[取り組むこと]
[1] 本文を読んで、次の問いに答えなさい。
(a) 研究代表者の氏名は何か。
(b) 研究開始年度はいつか。
(c) 研究費はいくらか。
[2] 本文の「- 森田 健(国立医薬品食品衛生研究所」から「ガイダンス作成を目的とする。」までを、一字も変えずに書き写しなさい。

文献情報
文献番号
201133002A
報告書区分
総括
研究課題名
化学物質リスク評価における(定量的)構造活性相関((Q)SAR)およびカテゴリーアプローチの実用化に関する研究
課題番号
H21-化学・一般-002
研究年度
平成23(2011)年度
研究代表者(所属機関)
本間 正充(国立医薬品食品衛生研究所 変異遺伝部)
研究分担者(所属機関)
- 林 真((財)食品農医薬品安全性評価センター )
- 江馬 眞((独)産業技術総合研究所 安全科学研究部門)
- 広瀬 明彦(国立医薬品食品衛生研究所 総合評価研究室)
- 小野 敦(国立医薬品食品衛生研究所 総合評価研究室)
- 吉田 緑(国立医薬品食品衛生研究所 病理部)
- 宮島 敦子(国立医薬品食品衛生研究所 医療機器部 )
- 森田 健(国立医薬品食品衛生研究所 安全情報部)
研究区分
厚生労働科学研究費補助金 健康安全確保総合研究 化学物質リスク研究
研究開始年度
平成21(2009)年度
研究終了予定年度
平成23(2011)年度
研究費
33,310,000円
研究者交替、所属機関変更
-
研究報告書(概要版)
研究目的
安全性評価未実施の化学物質については早急な評価の実施が望まれるが、効率性や動物愛護の観点から、カテゴリーアプローチ(CA)や(定量的)構造活性相関((Q)SAR)の活用が期待されている。本研究では((Q)SAR)やCAの化学物質行政での実用化に向け、これら手法の改良や適用範囲の拡充、利用法・有用性の検証を行い、適用のためのガイダンス作成を目的とする。
研究方法
染色体異常試験結果の妥当性を検証し、最適とされる最高濃度を求めた。In vivo遺伝毒性予測のための分類ワークフローを開発し、既存試験データを適用し、ワークフローの調整を行った。反復投与毒性における標的臓器毒性のin silico評価を副腎、精巣、および、心臓毒性に対する拡張し、アラートの構築を行った。腎毒性について、定性的、もしくは定量評価モデルを構築して予測精度及び実用性について検討を行った。新規化学物質のラットでの短期反復投与毒性試験の病理組織学的所見を抜粋し、シソーラスを構築した。

[コレクションから抜粋した行]
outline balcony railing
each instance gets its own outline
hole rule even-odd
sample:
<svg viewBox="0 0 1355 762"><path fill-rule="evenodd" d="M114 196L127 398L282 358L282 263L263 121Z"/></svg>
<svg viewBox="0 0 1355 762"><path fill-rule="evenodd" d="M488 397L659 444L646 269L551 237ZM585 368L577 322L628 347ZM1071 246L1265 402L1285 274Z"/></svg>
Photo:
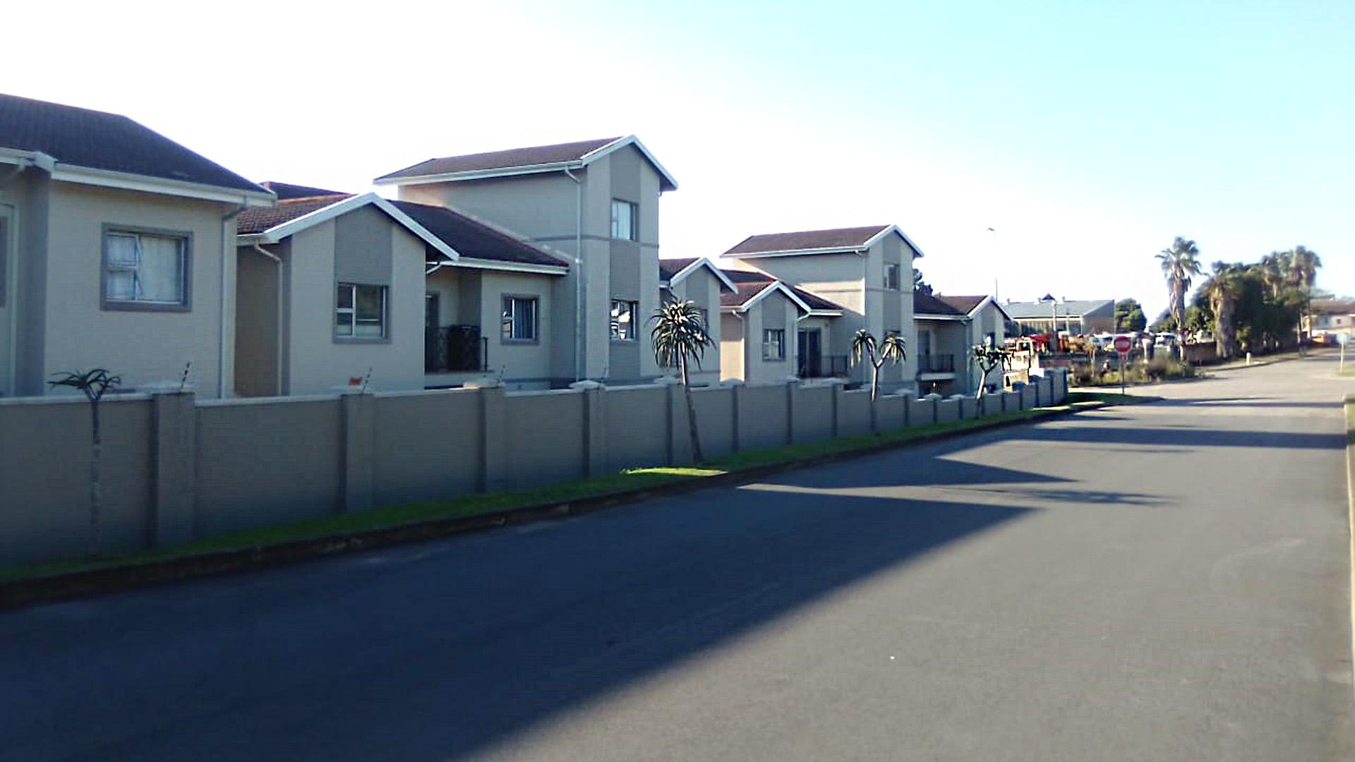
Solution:
<svg viewBox="0 0 1355 762"><path fill-rule="evenodd" d="M847 376L847 355L818 355L799 357L799 369L795 376L801 378L835 378Z"/></svg>
<svg viewBox="0 0 1355 762"><path fill-rule="evenodd" d="M489 339L480 325L424 328L424 372L454 373L489 367Z"/></svg>
<svg viewBox="0 0 1355 762"><path fill-rule="evenodd" d="M924 354L917 358L919 373L954 373L955 355L953 354Z"/></svg>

[期待される出力]
[1]
(a) 本間 正充
(b) 平成21(2009)年度
(c) 33,310,000円

[2]
- 森田 健(国立医薬品食品衛生研究所 安全情報部)
研究区分
厚生労働科学研究費補助金 健康安全確保総合研究 化学物質リスク研究
研究開始年度
平成21(2009)年度
研究終了予定年度
平成23(2011)年度
研究費
33,310,000円
研究者交替、所属機関変更
-
研究報告書(概要版)
研究目的
安全性評価未実施の化学物質については早急な評価の実施が望まれるが、効率性や動物愛護の観点から、カテゴリーアプローチ(CA)や(定量的)構造活性相関((Q)SAR)の活用が期待されている。本研究では((Q)SAR)やCAの化学物質行政での実用化に向け、これら手法の改良や適用範囲の拡充、利用法・有用性の検証を行い、適用のためのガイダンス作成を目的とする。